* **EXERCISE INSTRUCTIONS**
Your answer should be every line of the records that contains the word "tree".

======

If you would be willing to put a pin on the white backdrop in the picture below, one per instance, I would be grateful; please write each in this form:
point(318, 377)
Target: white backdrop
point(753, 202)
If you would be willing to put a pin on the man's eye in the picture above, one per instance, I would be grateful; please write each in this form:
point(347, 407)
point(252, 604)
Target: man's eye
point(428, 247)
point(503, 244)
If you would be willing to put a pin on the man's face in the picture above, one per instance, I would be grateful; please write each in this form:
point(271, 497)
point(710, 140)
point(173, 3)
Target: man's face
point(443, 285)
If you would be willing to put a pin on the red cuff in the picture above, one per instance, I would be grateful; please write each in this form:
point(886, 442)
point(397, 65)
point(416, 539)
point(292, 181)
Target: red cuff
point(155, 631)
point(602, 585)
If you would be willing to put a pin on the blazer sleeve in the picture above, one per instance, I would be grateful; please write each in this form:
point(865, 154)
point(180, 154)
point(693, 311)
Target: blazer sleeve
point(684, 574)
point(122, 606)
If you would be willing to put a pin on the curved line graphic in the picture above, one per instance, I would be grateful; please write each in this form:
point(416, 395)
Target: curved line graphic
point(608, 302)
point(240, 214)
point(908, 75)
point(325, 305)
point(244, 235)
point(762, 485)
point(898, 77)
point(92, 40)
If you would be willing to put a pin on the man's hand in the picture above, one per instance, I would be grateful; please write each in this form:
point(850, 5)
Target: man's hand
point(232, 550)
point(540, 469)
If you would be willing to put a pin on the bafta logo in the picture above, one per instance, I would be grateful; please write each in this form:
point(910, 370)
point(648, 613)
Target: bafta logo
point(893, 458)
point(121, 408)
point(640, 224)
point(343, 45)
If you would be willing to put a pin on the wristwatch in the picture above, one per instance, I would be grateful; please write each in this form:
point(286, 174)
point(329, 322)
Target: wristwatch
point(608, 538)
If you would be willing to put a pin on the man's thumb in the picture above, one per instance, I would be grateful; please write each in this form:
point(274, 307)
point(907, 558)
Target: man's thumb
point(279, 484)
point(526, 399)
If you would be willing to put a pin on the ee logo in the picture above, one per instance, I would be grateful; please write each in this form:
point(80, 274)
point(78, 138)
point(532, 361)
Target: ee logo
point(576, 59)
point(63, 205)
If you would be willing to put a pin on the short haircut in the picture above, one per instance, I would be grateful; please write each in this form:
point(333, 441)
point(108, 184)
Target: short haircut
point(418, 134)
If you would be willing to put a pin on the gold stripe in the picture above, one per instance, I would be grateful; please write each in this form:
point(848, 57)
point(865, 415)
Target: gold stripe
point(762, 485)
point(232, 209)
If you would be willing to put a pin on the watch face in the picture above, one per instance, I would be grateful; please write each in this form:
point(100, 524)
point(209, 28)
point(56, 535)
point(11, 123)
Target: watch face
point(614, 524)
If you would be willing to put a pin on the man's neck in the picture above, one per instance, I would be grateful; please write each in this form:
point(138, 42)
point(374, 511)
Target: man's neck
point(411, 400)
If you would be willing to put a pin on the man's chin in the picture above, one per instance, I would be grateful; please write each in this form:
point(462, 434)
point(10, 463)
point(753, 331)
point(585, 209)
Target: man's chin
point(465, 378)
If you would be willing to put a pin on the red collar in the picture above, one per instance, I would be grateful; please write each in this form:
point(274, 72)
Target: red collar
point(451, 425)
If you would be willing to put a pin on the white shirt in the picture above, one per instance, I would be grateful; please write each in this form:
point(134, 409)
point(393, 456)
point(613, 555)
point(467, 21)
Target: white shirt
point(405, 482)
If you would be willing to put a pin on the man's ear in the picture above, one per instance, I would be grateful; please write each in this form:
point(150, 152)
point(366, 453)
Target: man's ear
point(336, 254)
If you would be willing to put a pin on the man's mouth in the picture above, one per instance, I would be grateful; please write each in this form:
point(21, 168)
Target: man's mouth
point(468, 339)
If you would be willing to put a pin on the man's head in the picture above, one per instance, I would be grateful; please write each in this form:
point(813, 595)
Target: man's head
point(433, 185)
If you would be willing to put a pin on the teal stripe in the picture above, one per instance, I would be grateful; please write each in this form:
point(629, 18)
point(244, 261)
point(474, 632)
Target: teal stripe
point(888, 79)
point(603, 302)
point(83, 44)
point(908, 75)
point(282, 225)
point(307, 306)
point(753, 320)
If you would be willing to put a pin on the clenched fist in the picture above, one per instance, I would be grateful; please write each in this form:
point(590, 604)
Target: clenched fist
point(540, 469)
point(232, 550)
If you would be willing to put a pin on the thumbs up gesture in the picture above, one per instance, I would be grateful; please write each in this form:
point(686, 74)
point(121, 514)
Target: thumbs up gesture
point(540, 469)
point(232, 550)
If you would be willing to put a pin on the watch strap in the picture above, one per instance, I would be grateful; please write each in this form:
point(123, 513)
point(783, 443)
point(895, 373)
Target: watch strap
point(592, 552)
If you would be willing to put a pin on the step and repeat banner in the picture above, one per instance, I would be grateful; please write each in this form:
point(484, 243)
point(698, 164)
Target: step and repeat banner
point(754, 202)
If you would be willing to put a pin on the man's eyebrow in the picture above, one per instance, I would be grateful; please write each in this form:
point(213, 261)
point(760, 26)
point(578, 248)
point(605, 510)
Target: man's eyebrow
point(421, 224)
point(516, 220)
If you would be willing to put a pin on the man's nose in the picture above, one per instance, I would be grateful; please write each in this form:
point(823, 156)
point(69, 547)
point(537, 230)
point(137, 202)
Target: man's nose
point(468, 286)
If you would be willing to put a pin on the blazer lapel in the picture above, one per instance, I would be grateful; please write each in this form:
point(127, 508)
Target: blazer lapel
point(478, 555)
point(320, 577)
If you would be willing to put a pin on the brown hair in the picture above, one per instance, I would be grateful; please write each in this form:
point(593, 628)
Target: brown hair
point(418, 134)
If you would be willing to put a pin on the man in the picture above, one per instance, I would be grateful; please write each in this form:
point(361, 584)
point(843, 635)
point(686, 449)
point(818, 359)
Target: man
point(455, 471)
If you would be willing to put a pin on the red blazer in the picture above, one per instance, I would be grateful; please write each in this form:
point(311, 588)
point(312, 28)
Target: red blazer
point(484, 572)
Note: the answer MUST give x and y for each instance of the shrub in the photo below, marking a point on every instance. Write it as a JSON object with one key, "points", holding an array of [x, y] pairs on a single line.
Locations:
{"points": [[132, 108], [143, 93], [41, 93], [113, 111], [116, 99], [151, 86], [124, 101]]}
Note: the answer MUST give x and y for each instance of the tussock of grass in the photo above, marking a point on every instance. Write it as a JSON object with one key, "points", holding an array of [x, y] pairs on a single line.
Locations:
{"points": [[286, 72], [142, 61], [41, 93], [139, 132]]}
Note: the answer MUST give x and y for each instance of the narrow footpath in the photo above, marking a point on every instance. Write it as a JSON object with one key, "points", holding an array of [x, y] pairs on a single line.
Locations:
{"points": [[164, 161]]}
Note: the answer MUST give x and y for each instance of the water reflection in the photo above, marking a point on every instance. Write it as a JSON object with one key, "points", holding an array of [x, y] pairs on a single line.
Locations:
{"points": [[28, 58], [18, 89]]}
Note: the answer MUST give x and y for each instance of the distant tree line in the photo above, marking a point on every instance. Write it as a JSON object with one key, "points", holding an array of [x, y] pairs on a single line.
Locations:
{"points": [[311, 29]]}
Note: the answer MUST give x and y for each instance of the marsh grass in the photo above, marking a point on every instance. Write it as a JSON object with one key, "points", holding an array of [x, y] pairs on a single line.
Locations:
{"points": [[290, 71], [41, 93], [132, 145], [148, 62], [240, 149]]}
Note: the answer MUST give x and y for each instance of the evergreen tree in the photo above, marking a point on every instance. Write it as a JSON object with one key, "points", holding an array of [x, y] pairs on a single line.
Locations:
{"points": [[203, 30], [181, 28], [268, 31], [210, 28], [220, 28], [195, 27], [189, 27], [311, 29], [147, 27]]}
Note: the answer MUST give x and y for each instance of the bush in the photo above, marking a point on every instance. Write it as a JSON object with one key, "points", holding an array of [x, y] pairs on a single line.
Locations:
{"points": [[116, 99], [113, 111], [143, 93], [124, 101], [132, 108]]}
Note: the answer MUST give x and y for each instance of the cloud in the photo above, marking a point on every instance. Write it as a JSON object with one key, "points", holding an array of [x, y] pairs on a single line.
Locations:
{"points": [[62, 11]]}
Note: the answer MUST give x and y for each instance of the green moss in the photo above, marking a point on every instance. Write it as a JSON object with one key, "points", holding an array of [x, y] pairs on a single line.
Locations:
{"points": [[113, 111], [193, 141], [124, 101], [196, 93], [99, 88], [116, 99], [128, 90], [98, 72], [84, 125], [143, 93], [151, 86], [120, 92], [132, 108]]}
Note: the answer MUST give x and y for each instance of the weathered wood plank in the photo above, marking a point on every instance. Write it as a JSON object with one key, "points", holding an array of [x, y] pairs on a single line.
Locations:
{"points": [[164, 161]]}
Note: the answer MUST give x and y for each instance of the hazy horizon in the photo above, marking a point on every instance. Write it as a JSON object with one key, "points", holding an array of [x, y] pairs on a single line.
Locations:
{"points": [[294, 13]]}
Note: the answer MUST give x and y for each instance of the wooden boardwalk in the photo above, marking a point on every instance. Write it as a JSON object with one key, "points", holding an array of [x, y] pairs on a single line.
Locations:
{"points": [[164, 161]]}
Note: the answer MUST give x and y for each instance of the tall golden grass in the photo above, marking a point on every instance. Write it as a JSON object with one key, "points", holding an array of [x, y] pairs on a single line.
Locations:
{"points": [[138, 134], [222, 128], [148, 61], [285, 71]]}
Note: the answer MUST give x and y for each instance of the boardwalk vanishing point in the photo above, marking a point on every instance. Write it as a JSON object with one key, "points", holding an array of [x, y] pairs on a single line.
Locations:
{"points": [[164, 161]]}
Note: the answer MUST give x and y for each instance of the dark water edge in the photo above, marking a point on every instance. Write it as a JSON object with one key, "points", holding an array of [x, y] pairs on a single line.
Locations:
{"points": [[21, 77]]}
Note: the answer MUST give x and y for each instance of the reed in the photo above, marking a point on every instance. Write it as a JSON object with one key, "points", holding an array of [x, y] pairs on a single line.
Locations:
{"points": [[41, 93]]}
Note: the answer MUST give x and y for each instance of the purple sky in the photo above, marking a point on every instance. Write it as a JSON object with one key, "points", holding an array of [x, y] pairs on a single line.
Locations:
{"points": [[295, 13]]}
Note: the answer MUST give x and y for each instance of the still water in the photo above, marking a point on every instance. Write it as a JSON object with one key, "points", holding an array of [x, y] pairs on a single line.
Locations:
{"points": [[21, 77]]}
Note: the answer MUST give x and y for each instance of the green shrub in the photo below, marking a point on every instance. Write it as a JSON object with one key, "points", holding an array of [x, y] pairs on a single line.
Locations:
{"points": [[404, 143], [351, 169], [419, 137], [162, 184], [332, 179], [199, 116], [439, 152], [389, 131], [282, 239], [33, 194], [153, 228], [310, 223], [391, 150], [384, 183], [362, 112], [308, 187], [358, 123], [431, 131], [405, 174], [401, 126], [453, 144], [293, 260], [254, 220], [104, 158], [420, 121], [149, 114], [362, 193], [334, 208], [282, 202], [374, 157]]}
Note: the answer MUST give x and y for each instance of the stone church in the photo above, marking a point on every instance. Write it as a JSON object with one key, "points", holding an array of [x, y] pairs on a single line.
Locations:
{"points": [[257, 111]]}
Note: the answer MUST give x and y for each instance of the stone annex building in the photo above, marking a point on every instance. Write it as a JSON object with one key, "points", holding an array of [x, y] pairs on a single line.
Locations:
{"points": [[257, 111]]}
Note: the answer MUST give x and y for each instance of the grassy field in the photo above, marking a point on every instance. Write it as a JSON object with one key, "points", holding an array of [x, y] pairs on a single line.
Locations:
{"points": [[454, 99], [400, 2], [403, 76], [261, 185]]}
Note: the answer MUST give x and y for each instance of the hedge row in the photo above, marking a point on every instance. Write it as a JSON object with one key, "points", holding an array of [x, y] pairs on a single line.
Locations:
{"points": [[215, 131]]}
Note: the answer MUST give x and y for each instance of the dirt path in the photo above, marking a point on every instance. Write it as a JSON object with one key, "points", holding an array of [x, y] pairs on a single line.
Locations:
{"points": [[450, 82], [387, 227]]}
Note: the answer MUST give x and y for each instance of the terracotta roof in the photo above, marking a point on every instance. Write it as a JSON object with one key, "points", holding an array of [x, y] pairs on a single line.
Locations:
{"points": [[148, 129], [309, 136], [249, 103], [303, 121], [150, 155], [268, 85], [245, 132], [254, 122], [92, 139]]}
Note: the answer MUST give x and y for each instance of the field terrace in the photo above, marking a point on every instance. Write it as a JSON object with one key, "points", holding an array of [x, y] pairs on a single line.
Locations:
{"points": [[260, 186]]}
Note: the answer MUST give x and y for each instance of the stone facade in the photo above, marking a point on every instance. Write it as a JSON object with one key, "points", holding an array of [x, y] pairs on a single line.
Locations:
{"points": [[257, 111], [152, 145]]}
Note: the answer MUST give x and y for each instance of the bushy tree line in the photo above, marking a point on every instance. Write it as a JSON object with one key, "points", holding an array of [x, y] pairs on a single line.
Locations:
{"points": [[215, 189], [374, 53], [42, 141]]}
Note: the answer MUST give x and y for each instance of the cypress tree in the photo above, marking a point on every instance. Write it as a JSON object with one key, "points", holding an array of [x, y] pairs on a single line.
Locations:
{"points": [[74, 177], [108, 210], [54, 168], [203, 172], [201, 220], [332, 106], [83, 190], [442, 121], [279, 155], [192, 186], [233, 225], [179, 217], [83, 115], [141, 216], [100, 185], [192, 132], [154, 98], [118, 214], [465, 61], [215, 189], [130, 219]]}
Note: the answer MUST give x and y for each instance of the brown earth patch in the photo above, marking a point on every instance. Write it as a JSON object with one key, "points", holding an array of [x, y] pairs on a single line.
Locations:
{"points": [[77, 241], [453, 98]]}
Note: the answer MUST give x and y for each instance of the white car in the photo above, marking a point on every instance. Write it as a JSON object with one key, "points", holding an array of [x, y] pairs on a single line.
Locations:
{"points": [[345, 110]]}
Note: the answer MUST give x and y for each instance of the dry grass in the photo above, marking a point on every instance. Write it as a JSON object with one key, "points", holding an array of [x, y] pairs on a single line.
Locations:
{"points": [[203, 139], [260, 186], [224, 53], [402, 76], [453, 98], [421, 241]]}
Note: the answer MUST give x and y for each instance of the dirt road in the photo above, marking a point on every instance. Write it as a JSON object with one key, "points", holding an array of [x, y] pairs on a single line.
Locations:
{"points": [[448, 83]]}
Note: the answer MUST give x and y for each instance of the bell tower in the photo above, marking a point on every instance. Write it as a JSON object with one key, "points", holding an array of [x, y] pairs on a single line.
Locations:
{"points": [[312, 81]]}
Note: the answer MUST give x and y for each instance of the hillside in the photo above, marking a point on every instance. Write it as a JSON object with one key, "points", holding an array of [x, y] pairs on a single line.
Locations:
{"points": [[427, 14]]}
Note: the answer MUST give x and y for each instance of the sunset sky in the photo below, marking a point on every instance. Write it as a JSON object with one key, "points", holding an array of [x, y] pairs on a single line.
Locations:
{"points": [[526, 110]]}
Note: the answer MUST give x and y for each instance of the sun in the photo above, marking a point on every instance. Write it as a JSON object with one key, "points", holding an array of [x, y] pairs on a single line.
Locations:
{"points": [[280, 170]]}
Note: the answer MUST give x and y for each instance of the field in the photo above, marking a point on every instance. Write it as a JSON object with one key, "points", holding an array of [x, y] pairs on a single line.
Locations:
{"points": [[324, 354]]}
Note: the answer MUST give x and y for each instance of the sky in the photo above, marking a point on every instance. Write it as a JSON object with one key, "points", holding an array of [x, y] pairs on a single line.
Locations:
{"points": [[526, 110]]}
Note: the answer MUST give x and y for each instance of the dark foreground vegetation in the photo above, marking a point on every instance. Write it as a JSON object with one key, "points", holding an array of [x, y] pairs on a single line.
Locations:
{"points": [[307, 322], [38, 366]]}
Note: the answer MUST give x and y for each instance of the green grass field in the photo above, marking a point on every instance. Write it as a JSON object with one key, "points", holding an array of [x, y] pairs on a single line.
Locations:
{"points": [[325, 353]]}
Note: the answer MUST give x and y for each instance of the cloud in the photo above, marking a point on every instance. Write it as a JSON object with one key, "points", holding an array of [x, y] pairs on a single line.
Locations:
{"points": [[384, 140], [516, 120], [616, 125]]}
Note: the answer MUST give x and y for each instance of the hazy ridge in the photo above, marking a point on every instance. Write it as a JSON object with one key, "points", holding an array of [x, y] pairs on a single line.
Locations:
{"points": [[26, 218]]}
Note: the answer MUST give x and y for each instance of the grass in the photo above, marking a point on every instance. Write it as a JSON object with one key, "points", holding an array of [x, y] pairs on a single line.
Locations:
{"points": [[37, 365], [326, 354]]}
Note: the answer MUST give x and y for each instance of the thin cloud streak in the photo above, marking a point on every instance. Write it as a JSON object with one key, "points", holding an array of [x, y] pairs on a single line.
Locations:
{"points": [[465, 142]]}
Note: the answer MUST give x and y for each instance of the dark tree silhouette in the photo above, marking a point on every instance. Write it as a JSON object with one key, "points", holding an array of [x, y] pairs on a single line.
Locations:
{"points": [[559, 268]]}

======

* **ANSWER AREA**
Note: the answer MUST give x and y for each instance of the distant tree line in the photo above, marking a point on every instance. Write it as a JSON object with one key, "points", holding an array of [x, y] pairs on a single line.
Note: the answer MUST give x and y for each instance of the evergreen tree in the photo above, marking a point on every instance. Write it as a JSON object with one key, "points", holding an array of [x, y] pairs on a single line.
Note: the answer MUST give x and y for each instance of the bushy tree line in the photo above, marking a point on every instance. Write it as a JSON object with one key, "points", holding an array of [x, y] pairs on a single line.
Note: the answer MUST give x and y for each instance of the cypress tree in the photo above, marking a point on every instance. Write it as a JSON object with one key, "points", holding an array of [x, y] pairs on a single line.
Note: the answer MUST give x and y for each instance of the dark tree silhouette in the photo above, marking a point on every instance. Write it as a JSON object with one key, "points", holding an array of [x, y] pairs on a single line.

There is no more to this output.